Copy the records exactly, leaving out every picture.

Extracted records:
☆ ☆ ☆ ☆ ☆ ☆ ☆
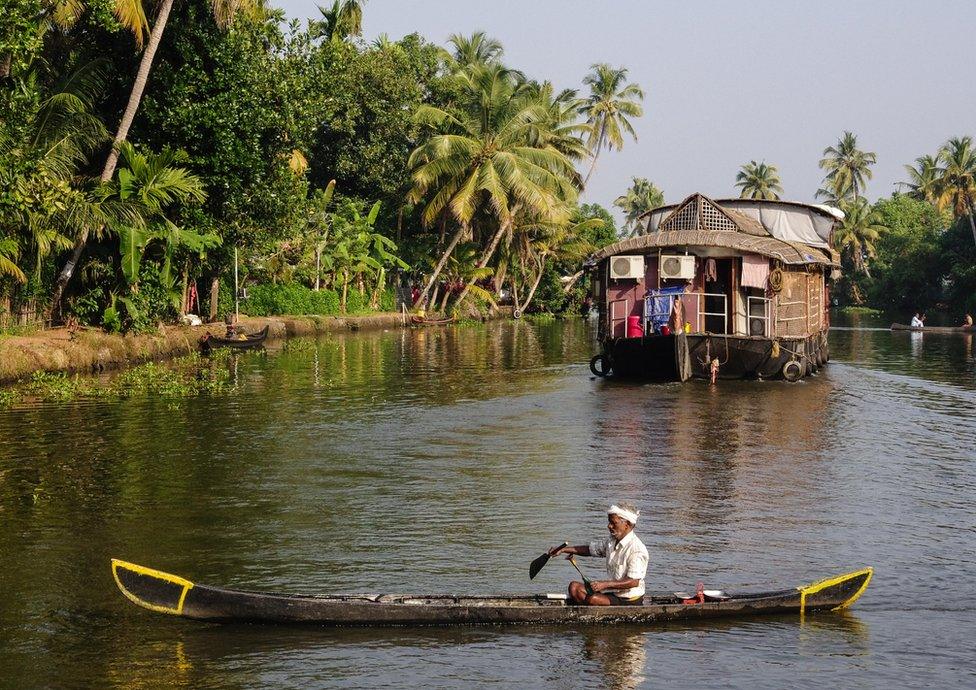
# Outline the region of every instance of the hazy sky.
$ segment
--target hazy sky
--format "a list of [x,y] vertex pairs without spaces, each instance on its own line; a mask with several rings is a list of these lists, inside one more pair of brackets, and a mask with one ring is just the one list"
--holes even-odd
[[[315,0],[277,2],[319,16]],[[976,135],[976,0],[369,0],[363,24],[368,40],[440,44],[484,30],[506,64],[559,87],[594,62],[629,68],[646,93],[639,140],[601,153],[587,192],[608,207],[633,176],[669,202],[736,196],[751,159],[779,167],[784,198],[812,201],[845,129],[878,156],[869,196],[887,196],[904,164]]]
☆ ☆ ☆ ☆ ☆ ☆ ☆
## RESULT FOR THIS EXERCISE
# Outline the region of every instance of the hazy sky.
$ segment
--target hazy sky
--format "a list of [x,y] vertex pairs without spaces, each instance on its own line; a mask with several rings is a list of these lists, inside one more pair of brackets, and a mask with one ring is just the one list"
--holes even-odd
[[[315,0],[277,2],[319,16]],[[976,135],[976,0],[369,0],[363,24],[368,40],[440,44],[484,30],[506,64],[559,87],[594,62],[629,68],[646,93],[639,140],[601,153],[587,192],[608,207],[633,176],[669,202],[736,196],[751,159],[779,167],[784,198],[812,201],[845,129],[878,156],[869,196],[887,196],[904,164]]]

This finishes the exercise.